• INSTRUCTIONS TO FOLLOW:
Each entry must appear again exactly as it does in the source.

• DATA SUPPLIED:
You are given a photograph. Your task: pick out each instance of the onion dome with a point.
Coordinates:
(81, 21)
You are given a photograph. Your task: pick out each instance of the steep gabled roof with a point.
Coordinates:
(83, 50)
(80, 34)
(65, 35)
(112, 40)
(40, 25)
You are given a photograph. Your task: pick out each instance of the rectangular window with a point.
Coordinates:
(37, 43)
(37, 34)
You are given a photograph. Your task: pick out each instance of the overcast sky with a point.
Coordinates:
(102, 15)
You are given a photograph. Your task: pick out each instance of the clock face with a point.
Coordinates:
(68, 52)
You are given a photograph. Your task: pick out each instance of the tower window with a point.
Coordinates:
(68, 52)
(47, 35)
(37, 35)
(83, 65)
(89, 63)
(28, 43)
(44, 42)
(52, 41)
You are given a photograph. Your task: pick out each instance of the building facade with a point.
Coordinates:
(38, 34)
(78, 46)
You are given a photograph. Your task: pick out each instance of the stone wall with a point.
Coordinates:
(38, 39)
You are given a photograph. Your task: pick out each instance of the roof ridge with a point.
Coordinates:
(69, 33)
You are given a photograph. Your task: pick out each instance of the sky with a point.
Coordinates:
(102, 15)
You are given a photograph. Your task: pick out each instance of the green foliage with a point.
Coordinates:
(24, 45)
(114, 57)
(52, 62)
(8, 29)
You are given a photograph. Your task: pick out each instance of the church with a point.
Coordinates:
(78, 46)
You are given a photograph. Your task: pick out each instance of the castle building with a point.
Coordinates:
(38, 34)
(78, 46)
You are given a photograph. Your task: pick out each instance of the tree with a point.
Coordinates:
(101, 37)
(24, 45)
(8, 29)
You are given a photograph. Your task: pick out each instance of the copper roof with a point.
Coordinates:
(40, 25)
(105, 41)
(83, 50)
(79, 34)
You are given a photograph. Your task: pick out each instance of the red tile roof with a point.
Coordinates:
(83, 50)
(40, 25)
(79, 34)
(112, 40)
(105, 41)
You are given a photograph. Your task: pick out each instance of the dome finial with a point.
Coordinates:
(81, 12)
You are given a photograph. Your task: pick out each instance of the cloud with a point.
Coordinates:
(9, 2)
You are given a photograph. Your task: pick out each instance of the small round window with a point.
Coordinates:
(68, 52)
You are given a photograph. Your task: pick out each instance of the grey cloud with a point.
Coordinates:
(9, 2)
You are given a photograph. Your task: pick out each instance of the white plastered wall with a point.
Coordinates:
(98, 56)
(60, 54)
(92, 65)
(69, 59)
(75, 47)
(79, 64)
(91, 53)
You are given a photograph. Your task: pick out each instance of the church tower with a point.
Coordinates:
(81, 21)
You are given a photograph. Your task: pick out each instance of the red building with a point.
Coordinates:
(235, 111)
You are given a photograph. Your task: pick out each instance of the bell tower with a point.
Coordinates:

• RESULT FOR THIS EXERCISE:
You are given a photograph. Your task: pick out each instance of the onion dome with a point.
Coordinates:
(81, 21)
You are given a photograph. Your task: pick out each instance of the steep gabled roof with a point.
Coordinates:
(83, 50)
(80, 34)
(65, 35)
(112, 40)
(40, 25)
You are given a photograph. Your task: pick out each instance of the rectangular window with a point.
Coordinates:
(37, 43)
(37, 34)
You are given a photograph. Your task: pick out each instance of the overcast sky with a point.
Coordinates:
(102, 15)
You are given a photograph. Your task: pick out each instance of the clock face with a point.
Coordinates:
(68, 52)
You are given a photograph. Your task: pick out each instance of the tower window with a point.
Coordinates:
(68, 52)
(47, 35)
(37, 35)
(83, 65)
(89, 63)
(28, 43)
(44, 42)
(52, 41)
You are given a photograph. Your task: pick out each instance of the building facade with a point.
Coordinates:
(38, 34)
(78, 46)
You are given a photograph. Your task: pick out each instance of the stone wall with a point.
Coordinates:
(38, 39)
You are given a photograph. Your task: pick out each instance of the roof ridge with a point.
Coordinates:
(69, 33)
You are given a photograph. Your task: pick out each instance of the sky with a point.
Coordinates:
(102, 15)
You are given a photograph. Your task: pick out each instance of the green foliage with a point.
Coordinates:
(24, 45)
(114, 57)
(52, 62)
(8, 29)
You are given a photograph. Your task: pick out each instance of the church with a point.
Coordinates:
(78, 46)
You are given a photograph. Your task: pick out each instance of the castle building with a point.
Coordinates:
(38, 34)
(78, 46)
You are given a photograph. Your task: pick out each instance of the tree with a point.
Coordinates:
(101, 37)
(24, 45)
(8, 29)
You are given a photograph. Your task: pick out each instance of the copper roof with a point.
Coordinates:
(40, 25)
(105, 41)
(83, 50)
(79, 34)
You are given a photograph. Your task: pick out each instance of the red tile roof with a point.
Coordinates:
(83, 50)
(40, 25)
(79, 34)
(112, 40)
(105, 41)
You are given a photograph. Your task: pick out each instance of the dome finial with a point.
Coordinates:
(81, 12)
You are given a photograph. Your task: pick out each instance of the cloud with a point.
Coordinates:
(9, 2)
You are given a photograph. Your task: pick out each instance of the small round window with a point.
Coordinates:
(68, 52)
You are given a photograph. Your task: pick out each instance of the grey cloud with a point.
Coordinates:
(9, 2)
You are given a photograph. Your task: pick out each instance of the white plastered wall with a point.
Coordinates:
(98, 56)
(60, 54)
(92, 65)
(69, 59)
(75, 47)
(79, 64)
(91, 53)
You are given a photograph. Your task: pick out each instance of the church tower with a point.
Coordinates:
(81, 21)
You are given a photograph. Your task: pick out each instance of the red building with a point.
Coordinates:
(235, 111)
You are given a photograph. Your task: pick out each instance of the bell tower with a point.
Coordinates:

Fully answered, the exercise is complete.